How to complete this task – Working from the records below, repeat exactly the lines starting at the line that contains "for every instance of the dark treeline, set" and ending at the line that contains "for every instance of the tall", inclusive.

Data extract –
....

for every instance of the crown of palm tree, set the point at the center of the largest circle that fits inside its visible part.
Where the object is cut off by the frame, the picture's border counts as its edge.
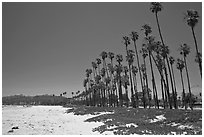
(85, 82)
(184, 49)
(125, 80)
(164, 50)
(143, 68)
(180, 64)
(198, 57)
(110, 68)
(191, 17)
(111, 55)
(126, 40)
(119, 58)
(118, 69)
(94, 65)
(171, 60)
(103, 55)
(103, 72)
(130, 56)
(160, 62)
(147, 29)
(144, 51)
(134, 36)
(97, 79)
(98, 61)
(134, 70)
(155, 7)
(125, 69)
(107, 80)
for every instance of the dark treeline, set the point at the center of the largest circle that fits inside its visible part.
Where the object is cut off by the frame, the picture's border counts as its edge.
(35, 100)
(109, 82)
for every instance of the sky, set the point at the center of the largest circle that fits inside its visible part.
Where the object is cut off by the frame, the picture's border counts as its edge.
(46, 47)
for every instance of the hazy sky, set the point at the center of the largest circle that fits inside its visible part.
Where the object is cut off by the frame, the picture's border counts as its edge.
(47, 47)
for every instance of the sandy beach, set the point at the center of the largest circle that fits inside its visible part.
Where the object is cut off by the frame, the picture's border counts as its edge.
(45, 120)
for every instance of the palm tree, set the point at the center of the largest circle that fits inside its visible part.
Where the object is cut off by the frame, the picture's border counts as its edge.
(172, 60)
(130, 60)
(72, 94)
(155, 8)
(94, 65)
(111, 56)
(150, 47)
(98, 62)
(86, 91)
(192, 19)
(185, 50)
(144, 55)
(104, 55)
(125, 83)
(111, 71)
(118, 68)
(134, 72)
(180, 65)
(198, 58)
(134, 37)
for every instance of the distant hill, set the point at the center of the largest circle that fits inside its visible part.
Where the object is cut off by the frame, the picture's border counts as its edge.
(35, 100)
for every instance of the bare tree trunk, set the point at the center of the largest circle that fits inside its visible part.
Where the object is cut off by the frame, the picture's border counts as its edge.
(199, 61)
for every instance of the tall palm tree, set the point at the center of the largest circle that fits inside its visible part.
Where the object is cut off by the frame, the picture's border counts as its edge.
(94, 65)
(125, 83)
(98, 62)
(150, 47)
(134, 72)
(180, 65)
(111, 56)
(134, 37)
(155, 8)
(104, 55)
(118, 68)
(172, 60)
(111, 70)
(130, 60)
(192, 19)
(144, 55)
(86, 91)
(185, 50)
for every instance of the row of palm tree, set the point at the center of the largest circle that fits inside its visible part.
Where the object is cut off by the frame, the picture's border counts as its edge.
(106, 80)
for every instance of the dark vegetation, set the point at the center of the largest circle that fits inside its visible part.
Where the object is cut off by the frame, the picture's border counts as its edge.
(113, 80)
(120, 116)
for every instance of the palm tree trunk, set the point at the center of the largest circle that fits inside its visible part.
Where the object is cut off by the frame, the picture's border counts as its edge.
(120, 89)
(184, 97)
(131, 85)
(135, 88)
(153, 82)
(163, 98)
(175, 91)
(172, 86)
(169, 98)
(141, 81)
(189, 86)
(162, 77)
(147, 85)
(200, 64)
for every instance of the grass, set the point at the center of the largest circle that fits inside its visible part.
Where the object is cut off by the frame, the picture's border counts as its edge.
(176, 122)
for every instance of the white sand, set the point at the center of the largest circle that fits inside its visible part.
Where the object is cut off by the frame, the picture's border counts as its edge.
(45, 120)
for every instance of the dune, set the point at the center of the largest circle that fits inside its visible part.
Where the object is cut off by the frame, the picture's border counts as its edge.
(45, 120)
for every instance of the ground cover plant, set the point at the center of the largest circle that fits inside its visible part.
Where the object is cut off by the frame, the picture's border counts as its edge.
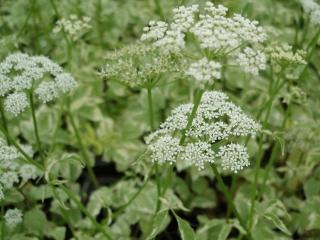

....

Completed exercise –
for every instance of the dark treeline, set the point at the center of the largest circle that fits inside its visible part.
Where the object is cut off by the frame, the picture's border counts as its edge.
(35, 100)
(109, 82)
for every instance of the sky, set the point at the center of the largest circle that fits inside its visible part.
Where the object is cut off by the frame, the picture's border counts as its edge.
(46, 47)
for every instance of the hazy sky, set the point at the center of the largest circle that fits inside its visible part.
Where the object is cut off by the frame, the picture's border counts as its edge.
(47, 47)
for every instance of the sandy beach, set the point at the center of the largest circle that fits inside its visible part.
Where the object is cut off by the frame, the picture's border counts as its edge.
(45, 120)
for every instance of the palm tree, set the point at the center of the largest circle that fits inside its visible part.
Where the object is cut off by the frame, the picture's border counts as its edge.
(172, 60)
(130, 60)
(72, 94)
(155, 8)
(94, 65)
(111, 56)
(150, 47)
(98, 62)
(86, 91)
(192, 19)
(185, 50)
(144, 55)
(104, 55)
(125, 83)
(111, 71)
(118, 68)
(134, 72)
(180, 65)
(198, 58)
(134, 37)
for every instance of the distant hill, set the point at the center of the largest circle that fits inside its visible part.
Where the object is cut off by the frame, the picture's border counts as its edge.
(35, 100)
for every instance of the bare tree trunk, set the point at the center of the largest circle that fits inside its visible part.
Where the object is cut off by the frame, the picture's border counts as its edge.
(199, 61)
for every instance of the tall palm tree, set the point at the center of the largest circle that fits inside its visible part.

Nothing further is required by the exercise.